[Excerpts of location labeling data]
_ _ _ _ _

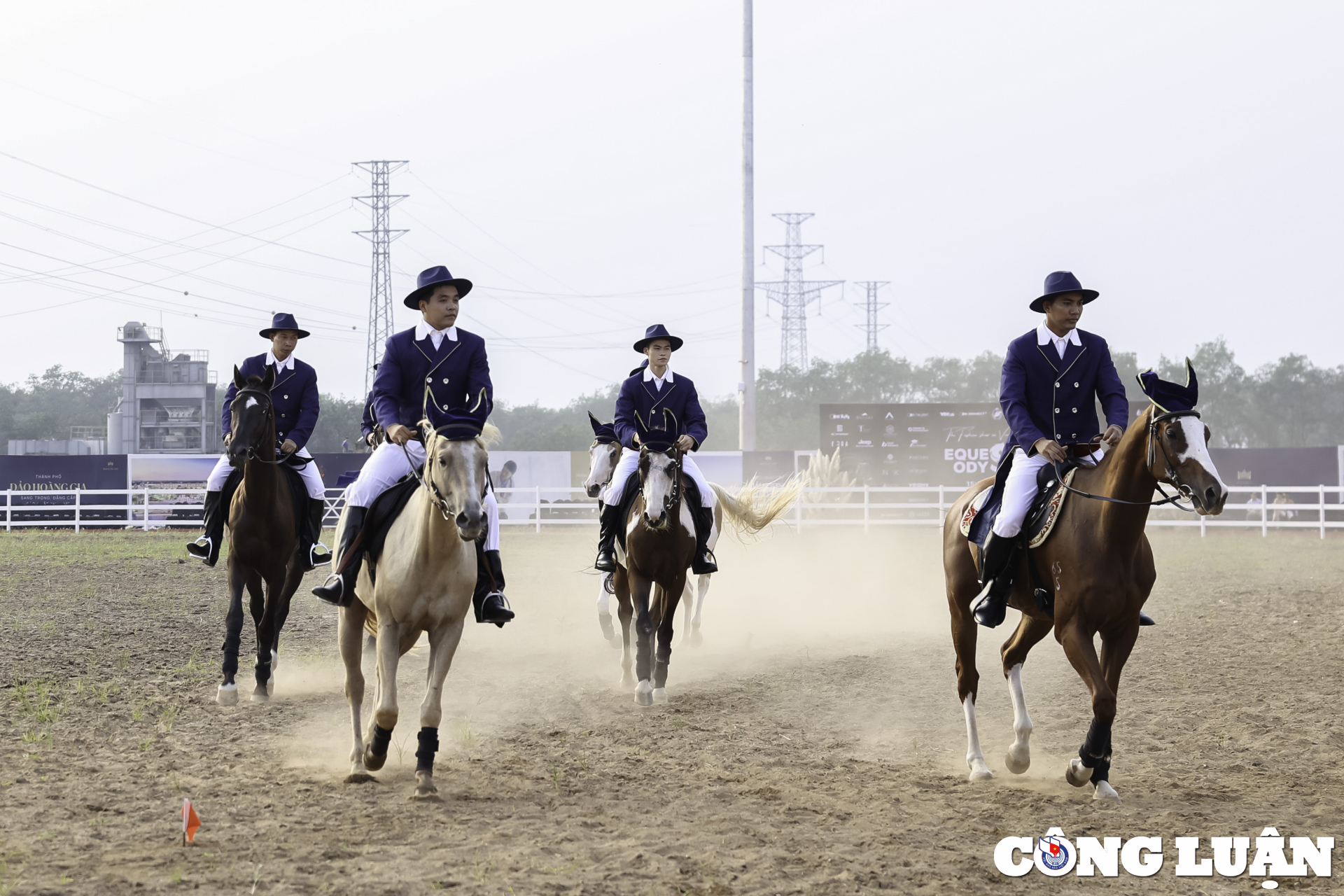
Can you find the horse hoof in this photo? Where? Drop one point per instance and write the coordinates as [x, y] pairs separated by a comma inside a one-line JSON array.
[[1015, 764], [1077, 774], [1107, 794]]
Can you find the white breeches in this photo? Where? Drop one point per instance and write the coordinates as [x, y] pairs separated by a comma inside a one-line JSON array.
[[631, 461], [1021, 489], [387, 464], [312, 479]]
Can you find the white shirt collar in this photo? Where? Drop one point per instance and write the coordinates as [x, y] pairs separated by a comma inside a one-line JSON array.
[[1046, 336], [436, 336], [657, 381], [288, 365]]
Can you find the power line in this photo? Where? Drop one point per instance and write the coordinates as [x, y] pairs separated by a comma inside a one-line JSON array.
[[793, 293], [381, 286], [872, 307]]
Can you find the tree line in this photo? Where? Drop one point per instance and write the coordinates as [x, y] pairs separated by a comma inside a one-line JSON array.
[[1287, 403]]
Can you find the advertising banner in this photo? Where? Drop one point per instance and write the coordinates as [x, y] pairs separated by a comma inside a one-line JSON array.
[[916, 445]]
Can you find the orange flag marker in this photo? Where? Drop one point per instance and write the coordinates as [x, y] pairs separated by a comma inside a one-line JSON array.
[[190, 822]]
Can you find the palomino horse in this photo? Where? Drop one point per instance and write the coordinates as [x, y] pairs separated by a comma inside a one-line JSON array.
[[1101, 567], [603, 457], [425, 578], [264, 540], [652, 568]]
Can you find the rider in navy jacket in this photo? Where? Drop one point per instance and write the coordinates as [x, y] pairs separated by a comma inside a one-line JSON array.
[[295, 398], [640, 399], [438, 372], [1046, 397]]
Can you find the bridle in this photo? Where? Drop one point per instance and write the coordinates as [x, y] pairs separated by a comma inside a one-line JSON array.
[[428, 481], [1182, 489], [270, 413]]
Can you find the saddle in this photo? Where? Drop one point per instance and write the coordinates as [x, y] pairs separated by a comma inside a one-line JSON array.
[[298, 492]]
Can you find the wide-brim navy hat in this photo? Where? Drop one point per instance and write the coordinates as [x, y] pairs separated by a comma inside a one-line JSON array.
[[1059, 282], [283, 321], [657, 331], [430, 279]]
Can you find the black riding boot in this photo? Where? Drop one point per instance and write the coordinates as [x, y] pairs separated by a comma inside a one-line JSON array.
[[704, 562], [312, 539], [995, 571], [206, 548], [608, 524], [489, 601], [339, 589]]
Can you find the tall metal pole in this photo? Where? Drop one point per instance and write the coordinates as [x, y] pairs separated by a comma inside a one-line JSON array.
[[746, 386], [381, 286]]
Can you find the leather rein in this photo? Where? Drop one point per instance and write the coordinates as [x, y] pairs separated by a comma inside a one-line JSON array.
[[429, 484], [1182, 491], [270, 413]]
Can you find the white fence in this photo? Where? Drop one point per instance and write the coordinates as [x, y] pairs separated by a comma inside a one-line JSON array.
[[146, 508]]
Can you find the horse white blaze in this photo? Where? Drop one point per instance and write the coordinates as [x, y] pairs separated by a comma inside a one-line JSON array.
[[974, 758], [1196, 449], [1019, 755]]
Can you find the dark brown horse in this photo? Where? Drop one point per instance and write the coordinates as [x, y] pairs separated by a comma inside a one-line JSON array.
[[262, 536], [1101, 568]]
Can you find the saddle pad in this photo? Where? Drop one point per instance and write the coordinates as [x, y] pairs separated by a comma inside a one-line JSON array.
[[1042, 520], [381, 516], [974, 508]]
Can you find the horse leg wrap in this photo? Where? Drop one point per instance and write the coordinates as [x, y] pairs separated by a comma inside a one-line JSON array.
[[429, 746], [382, 736], [1096, 751]]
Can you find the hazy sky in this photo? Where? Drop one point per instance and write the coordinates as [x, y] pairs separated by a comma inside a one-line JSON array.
[[581, 164]]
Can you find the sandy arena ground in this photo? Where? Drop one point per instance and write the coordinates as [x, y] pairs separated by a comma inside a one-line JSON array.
[[813, 743]]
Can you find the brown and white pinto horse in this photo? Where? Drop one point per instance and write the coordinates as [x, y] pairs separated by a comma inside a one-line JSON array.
[[264, 543], [1101, 567]]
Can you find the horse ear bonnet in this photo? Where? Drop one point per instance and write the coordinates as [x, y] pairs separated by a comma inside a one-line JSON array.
[[605, 433], [1171, 397]]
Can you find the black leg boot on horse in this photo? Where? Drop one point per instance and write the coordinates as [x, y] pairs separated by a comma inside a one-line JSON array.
[[206, 548], [704, 562], [608, 524], [489, 602], [315, 552], [996, 571], [339, 589]]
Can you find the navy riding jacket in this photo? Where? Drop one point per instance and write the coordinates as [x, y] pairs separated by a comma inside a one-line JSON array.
[[643, 402], [457, 378], [293, 397], [1047, 397]]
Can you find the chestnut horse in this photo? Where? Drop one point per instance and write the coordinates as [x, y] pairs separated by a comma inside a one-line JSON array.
[[1101, 567], [262, 536]]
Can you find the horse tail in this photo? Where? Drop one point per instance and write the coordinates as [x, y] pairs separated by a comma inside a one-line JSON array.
[[753, 508]]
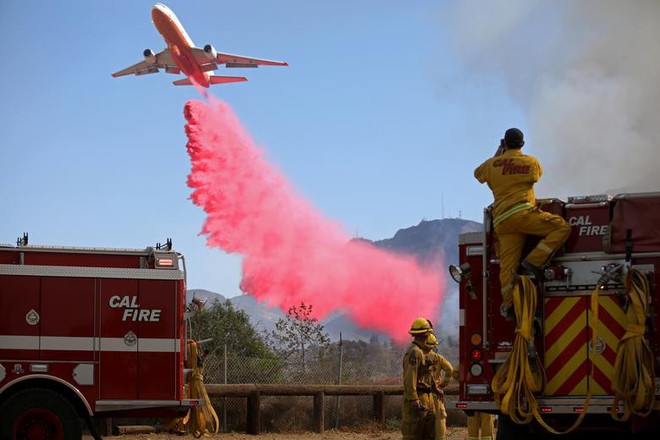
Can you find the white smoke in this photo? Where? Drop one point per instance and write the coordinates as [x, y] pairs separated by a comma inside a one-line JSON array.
[[585, 74]]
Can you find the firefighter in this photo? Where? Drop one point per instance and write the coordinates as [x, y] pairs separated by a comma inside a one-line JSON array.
[[439, 364], [511, 176], [418, 413], [480, 426]]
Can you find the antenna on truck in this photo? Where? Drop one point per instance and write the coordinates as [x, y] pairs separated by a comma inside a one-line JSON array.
[[22, 241], [167, 246]]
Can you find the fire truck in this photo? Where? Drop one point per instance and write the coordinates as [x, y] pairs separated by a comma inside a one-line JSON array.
[[88, 333], [585, 357]]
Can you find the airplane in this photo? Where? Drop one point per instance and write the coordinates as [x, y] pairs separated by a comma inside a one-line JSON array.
[[181, 55]]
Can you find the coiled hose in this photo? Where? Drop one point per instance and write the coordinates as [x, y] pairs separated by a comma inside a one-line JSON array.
[[522, 374], [516, 381], [634, 374]]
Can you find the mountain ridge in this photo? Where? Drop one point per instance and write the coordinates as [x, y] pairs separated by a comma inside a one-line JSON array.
[[431, 243]]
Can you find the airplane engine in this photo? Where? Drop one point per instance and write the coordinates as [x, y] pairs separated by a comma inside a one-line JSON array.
[[149, 56], [211, 53]]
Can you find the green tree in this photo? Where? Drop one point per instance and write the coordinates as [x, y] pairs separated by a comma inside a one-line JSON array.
[[228, 327], [298, 332]]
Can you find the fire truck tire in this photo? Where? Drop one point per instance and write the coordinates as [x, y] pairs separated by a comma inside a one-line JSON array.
[[507, 429], [39, 413]]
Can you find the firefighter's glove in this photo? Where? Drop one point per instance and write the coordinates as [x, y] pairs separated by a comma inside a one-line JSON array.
[[417, 405]]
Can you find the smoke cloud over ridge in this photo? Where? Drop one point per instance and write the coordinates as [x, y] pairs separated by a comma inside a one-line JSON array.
[[291, 253], [585, 74]]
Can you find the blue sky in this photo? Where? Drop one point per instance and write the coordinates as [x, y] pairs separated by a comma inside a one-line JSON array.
[[379, 120]]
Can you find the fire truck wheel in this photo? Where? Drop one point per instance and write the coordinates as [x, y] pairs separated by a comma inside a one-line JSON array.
[[39, 413]]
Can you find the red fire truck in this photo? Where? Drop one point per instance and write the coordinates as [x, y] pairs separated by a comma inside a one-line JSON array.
[[89, 333], [594, 344]]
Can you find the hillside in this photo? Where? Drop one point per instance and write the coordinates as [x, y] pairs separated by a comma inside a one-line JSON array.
[[432, 243]]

_ _ _ _ _

Please copy the stretch of data from the line that contains "Can you find the hazy" through the line that contains "[[605, 433], [1171, 397]]", keeping every line, and add 69 to each coordinate in the answers.

Can you find the hazy sky in this photo? Where? Drop one point per instance and write the coordinates as [x, y] pairs separated by a comma inside a one-line JSON array.
[[650, 233]]
Can you find the sandy arena ground in this photo? Where? Drop one point per instance and write the coordinates as [x, y] pairs separated by a comma inside a one-line JSON array.
[[882, 812]]
Can you find the brown and white pinto horse in this photo? Where? Drop one point per instance and write the coordinates as [x, y] pairs separated by a comma inside a one-line JSON array.
[[333, 612], [1170, 636]]
Can you find the horse ear bonnet in this photo? Where? Drop one point per instance and write the coordinates as [x, y] pairs separated by a comma inside a one-line JSON array.
[[674, 502], [1240, 466]]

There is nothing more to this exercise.